Natural-language object grounding data:
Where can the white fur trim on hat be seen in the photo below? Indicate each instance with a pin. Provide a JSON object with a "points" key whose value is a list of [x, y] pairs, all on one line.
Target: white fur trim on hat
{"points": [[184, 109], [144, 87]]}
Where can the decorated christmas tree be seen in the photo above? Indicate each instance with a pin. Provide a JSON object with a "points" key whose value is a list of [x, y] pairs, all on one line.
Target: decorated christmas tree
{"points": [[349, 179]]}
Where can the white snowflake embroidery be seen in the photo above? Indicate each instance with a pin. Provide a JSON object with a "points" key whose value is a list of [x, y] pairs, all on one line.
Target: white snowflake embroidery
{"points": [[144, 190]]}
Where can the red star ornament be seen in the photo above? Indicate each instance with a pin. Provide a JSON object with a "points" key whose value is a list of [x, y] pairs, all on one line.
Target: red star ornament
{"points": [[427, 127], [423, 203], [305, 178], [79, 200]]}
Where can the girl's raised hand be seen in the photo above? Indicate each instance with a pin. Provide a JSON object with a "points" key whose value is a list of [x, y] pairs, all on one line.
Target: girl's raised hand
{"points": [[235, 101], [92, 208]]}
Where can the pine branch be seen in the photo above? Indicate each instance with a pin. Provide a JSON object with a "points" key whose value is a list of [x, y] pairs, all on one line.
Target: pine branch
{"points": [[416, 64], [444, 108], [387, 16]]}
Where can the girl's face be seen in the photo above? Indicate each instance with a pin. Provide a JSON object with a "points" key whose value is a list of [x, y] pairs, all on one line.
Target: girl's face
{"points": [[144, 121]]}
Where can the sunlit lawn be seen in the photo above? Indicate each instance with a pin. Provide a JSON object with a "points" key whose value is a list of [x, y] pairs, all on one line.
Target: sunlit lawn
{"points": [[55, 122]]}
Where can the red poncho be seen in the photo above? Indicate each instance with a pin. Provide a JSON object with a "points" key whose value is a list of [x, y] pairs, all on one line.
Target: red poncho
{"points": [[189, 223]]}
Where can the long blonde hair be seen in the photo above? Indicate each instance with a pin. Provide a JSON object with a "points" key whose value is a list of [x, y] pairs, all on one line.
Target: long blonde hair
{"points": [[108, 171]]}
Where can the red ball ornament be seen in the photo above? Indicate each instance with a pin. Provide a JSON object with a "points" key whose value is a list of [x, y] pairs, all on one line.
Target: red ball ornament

Prompt:
Would you set down all of the entries again, word for word?

Output for this task:
Where can the white fur trim on hat be seen in the photo below? Indicate each instance with a pin. Provide a JSON object with a "points" key whose value is a list of [x, y] pairs, all on one line.
Target: white fur trim on hat
{"points": [[184, 109], [144, 87]]}
Where can the decorated christmas tree be seen in the photo above? Indicate each instance with a pin. Provide a JSON object with a "points" key whose value is a list of [x, y] pairs, all on one line.
Target: decorated christmas tree
{"points": [[349, 179]]}
Where can the white snowflake embroidery be seen in the photo above? Indicate each instance with a pin. Provide a JSON object with a "points" key whose value is a list of [x, y] pairs, all on one line.
Target: white snowflake embroidery
{"points": [[144, 190]]}
Where can the red star ornament be seen in the photo above? Indicate each instance with a pin. Provide a JSON object with a "points" key whose value is a list of [x, y] pairs, all on one line.
Target: red star ornament
{"points": [[427, 127], [423, 203], [305, 178], [79, 200]]}
Where can the girl's raised hand be seen in the photo above? Indicate each instance with a pin. Provide a JSON object with a "points" key whose value is a list of [x, y] pairs, all on one line.
Target: girl's raised hand
{"points": [[235, 101], [92, 208]]}
Where can the pine branch be seen in the photo above? Indicate each instance with a pin. Provide a JSON object with a "points" key whose value is a list of [x, y] pairs, all on one line.
Target: pine branch
{"points": [[416, 64], [444, 108], [387, 16]]}
Where can the girl's face be seen in the photo above? Indicate each instance with a pin. Provide a JSON object with a "points" key whose value is a list of [x, y] pairs, all on one line.
Target: girl's face
{"points": [[144, 121]]}
Where can the sunlit lawn be seen in the photo above? Indicate each instance with a pin. Provide a JSON object with a "points" key whose value is a list of [x, y] pairs, all on one line.
Target: sunlit lawn
{"points": [[55, 122]]}
Where can the red poncho be seen in the photo above? Indicate each instance with a pin. Provide a JSON object with a "points" key whose value is a list of [x, y] pairs, all on one line.
Target: red poncho
{"points": [[189, 223]]}
Where can the long blonde hair be seen in the photo above? Indicate each instance with a pin. Provide a JSON object with a "points" key whose value is a list of [x, y] pairs, all on one line.
Target: long blonde hair
{"points": [[108, 171]]}
Where can the red ball ornament be seen in the photo above? Indicate each instance with a pin. Provide a JSON object with a "points" key whose value is a list of [x, y] pairs, all on one line.
Target: red ball ornament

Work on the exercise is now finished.